== DOCUMENT EXCERPT
= David K. Reynolds =

David Kent Reynolds is an author and the founder of Constructive Living.
He was a faculty member at the UCLA School of Public Health, the University of Southern California School of Medicine and the University of Houston. He is currently Director of the Constructive Living Center in Coos Bay, Oregon.
In 1988 he was retained by the World Health Organization (WHO) to teach Constructive Living to professional health workers in China. Reynolds studied Morita therapy and Naikan and lectures on these subjects to Japanese in Japanese in Japan. He is the only non-Japanese citizen to have received the Morita Prize and the Kora Prize from the Morita Therapy Association in Japan.
Reynolds, an American, currently divides his time between Japan and the United States.
====
== RECORDS
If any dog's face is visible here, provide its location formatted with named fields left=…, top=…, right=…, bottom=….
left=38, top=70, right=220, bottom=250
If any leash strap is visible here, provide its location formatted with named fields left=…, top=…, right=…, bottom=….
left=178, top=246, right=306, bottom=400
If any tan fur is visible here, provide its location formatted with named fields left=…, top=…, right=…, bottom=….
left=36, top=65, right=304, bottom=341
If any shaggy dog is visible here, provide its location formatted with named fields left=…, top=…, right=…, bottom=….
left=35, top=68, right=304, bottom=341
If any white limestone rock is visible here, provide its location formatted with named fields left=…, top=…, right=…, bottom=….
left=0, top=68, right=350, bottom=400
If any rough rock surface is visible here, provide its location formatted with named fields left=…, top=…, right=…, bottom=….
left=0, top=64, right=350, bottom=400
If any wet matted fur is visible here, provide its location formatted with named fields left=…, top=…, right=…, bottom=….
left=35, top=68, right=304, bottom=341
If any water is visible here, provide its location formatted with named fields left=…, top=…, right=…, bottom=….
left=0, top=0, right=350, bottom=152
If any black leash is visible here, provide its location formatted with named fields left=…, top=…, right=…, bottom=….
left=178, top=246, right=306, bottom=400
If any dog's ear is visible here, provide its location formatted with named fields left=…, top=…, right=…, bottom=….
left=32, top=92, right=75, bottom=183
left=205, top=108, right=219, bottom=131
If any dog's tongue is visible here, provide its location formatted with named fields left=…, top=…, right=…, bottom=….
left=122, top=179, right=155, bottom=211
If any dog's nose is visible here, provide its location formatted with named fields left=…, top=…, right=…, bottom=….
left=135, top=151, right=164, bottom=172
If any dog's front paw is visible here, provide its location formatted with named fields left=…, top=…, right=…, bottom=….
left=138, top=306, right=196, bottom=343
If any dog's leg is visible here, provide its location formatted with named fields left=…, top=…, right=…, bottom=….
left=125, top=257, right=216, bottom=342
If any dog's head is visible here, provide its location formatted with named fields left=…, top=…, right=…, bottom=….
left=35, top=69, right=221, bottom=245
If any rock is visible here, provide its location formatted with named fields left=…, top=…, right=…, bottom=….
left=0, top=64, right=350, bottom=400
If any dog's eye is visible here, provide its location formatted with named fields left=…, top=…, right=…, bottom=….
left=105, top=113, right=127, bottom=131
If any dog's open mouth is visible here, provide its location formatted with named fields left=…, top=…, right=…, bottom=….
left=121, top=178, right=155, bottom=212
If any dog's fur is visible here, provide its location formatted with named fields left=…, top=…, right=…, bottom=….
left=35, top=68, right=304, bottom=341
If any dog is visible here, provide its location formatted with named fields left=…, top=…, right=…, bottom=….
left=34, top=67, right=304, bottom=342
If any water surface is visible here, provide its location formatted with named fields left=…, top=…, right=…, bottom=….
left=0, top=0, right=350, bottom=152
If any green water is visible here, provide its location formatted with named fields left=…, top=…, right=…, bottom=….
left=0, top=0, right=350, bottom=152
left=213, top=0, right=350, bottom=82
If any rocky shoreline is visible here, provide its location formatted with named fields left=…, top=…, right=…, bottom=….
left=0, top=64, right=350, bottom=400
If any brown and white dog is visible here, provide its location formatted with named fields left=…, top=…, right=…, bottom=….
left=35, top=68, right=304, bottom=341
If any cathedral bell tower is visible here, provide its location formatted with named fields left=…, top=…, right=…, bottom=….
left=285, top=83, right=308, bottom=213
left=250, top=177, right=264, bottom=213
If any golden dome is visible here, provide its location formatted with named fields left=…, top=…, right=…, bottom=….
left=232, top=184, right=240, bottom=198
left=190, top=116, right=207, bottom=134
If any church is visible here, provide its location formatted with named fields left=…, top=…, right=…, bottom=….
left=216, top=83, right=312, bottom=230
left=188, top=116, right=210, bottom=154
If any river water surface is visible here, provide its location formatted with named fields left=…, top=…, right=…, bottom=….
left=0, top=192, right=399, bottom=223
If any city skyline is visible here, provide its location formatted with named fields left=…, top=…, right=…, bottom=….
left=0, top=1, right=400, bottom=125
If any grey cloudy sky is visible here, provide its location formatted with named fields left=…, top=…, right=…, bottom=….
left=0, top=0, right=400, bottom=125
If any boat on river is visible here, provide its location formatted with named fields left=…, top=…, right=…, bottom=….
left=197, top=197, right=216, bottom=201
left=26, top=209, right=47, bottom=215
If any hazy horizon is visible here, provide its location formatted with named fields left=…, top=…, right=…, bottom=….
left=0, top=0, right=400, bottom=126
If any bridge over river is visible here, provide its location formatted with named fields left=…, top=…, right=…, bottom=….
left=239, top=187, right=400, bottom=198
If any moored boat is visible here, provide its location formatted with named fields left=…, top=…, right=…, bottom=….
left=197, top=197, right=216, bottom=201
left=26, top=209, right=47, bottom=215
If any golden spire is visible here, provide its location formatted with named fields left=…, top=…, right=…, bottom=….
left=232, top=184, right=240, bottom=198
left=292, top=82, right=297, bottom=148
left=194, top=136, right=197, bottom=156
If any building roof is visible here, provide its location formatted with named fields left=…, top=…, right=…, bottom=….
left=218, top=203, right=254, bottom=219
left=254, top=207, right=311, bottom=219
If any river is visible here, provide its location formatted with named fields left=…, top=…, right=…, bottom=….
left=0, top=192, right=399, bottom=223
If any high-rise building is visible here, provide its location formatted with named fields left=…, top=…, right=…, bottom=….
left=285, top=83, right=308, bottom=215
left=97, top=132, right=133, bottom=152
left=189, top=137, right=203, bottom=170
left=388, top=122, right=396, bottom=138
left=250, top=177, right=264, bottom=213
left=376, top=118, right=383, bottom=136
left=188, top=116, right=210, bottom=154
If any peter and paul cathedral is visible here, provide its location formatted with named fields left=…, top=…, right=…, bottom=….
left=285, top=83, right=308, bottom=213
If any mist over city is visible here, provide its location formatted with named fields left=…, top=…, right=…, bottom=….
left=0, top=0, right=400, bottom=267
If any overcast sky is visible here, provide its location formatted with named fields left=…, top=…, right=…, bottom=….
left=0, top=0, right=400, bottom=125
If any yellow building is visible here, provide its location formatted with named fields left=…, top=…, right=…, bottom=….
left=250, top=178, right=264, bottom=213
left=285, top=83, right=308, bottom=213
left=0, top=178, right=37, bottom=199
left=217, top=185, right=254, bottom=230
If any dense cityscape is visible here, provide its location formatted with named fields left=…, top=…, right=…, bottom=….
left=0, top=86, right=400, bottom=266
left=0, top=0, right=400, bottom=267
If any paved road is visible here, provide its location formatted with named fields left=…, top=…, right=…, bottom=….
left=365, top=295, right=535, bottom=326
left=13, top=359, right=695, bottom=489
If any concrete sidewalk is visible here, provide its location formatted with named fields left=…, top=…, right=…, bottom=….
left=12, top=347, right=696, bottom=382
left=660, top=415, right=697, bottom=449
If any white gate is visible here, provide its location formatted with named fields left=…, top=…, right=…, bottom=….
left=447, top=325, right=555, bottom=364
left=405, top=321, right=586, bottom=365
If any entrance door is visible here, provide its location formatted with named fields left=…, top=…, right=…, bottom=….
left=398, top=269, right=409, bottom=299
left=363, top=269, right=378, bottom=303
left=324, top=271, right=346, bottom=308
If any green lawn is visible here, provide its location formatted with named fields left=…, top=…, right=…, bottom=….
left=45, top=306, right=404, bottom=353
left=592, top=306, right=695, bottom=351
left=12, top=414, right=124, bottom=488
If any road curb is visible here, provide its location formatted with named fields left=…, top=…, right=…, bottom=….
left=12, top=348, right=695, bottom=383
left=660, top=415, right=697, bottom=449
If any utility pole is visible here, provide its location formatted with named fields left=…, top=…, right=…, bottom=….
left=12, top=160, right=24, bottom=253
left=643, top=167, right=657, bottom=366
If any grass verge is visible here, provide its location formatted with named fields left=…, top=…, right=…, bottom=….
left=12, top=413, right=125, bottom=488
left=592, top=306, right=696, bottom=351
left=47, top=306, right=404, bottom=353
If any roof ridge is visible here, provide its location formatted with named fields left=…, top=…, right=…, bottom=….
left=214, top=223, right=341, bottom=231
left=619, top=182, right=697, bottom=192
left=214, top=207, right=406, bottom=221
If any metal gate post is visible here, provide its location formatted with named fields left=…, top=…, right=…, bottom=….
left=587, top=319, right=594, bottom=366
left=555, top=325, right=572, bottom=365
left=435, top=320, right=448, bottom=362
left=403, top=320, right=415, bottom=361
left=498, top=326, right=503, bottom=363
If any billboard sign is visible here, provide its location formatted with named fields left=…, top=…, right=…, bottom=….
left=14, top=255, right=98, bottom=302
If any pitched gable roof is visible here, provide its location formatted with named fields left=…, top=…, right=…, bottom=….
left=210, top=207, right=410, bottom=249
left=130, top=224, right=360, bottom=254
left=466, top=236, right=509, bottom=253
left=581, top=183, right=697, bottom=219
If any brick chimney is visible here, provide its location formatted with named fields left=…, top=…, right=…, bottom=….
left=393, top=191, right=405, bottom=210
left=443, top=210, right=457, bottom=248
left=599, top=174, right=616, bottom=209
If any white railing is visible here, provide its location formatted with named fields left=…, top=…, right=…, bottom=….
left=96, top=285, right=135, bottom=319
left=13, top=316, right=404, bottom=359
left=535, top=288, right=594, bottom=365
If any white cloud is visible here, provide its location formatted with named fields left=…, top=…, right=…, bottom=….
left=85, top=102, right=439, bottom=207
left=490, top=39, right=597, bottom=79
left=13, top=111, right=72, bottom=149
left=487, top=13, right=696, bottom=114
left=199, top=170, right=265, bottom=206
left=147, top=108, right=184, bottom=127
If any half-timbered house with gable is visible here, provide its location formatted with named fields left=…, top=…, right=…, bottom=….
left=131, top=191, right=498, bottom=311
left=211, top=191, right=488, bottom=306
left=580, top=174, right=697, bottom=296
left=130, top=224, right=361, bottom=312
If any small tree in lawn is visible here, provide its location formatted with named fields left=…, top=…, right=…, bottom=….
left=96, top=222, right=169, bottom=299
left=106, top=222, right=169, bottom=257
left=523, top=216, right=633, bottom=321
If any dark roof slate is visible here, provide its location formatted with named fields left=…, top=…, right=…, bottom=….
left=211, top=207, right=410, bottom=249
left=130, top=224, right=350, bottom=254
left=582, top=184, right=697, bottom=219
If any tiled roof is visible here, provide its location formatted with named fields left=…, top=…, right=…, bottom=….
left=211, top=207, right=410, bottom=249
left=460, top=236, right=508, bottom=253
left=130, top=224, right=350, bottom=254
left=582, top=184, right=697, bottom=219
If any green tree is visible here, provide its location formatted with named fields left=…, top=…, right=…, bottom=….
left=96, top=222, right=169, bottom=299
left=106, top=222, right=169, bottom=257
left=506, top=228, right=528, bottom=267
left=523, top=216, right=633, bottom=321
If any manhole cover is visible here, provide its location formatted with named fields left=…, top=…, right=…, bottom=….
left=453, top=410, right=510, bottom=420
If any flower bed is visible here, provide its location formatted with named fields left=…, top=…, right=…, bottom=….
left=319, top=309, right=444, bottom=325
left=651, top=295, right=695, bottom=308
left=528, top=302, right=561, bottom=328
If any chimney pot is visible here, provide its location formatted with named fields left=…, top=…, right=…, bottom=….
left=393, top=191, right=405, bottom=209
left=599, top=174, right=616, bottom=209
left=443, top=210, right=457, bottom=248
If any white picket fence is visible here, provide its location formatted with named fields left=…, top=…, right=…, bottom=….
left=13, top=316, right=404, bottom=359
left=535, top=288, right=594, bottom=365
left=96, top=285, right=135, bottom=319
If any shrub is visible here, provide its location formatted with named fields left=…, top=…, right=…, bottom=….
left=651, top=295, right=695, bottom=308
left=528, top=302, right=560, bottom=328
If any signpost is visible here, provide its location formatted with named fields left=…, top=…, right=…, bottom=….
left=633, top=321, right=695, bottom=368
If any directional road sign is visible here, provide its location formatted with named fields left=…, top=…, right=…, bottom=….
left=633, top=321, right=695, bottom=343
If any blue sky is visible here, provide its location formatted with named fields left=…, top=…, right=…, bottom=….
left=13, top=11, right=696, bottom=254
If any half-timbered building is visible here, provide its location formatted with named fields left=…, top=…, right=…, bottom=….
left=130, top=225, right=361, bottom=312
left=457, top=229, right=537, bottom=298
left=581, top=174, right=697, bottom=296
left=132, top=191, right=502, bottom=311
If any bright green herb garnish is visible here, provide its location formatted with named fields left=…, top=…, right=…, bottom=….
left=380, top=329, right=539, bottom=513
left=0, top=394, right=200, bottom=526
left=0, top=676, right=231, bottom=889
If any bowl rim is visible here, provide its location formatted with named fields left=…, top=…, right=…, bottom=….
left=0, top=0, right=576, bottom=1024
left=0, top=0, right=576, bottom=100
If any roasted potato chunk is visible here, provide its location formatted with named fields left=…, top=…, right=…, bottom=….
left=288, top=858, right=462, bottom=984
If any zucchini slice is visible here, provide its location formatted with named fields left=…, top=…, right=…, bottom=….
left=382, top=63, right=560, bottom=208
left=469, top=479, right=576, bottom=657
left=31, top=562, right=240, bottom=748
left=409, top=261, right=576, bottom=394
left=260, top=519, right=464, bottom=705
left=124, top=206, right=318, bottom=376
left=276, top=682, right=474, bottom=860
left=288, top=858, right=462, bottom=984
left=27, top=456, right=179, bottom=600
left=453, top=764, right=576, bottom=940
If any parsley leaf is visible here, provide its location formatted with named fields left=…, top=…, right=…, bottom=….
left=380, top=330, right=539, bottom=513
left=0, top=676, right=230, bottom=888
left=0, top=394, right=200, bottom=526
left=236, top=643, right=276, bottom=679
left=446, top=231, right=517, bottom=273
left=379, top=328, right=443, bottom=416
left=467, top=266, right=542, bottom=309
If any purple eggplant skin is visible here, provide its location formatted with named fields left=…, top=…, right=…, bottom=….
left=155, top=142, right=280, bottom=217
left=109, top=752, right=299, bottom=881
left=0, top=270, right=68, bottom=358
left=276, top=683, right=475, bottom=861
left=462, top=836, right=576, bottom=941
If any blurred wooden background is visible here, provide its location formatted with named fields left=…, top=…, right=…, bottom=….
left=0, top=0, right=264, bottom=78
====
- [PROBLEM SET]
A. Rewrite the stretch of the David K. Reynolds article from "David Kent Reynolds" through "the United States.", substituting "Practical Living" for "Constructive Living".
B. According to the David K. Reynolds article, which organization retained him in 1988 to teach Constructive Living to professional health workers in China?

- [TASK ANSWERS]
A.
David Kent Reynolds is an author and the founder of Practical Living.
He was a faculty member at the UCLA School of Public Health, the University of Southern California School of Medicine and the University of Houston. He is currently Director of the Practical Living Center in Coos Bay, Oregon.
In 1988 he was retained by the World Health Organization (WHO) to teach Practical Living to professional health workers in China. Reynolds studied Morita therapy and Naikan and lectures on these subjects to Japanese in Japanese in Japan. He is the only non-Japanese citizen to have received the Morita Prize and the Kora Prize from the Morita Therapy Association in Japan.
Reynolds, an American, currently divides his time between Japan and the United States.

B. The World Health Organization (WHO).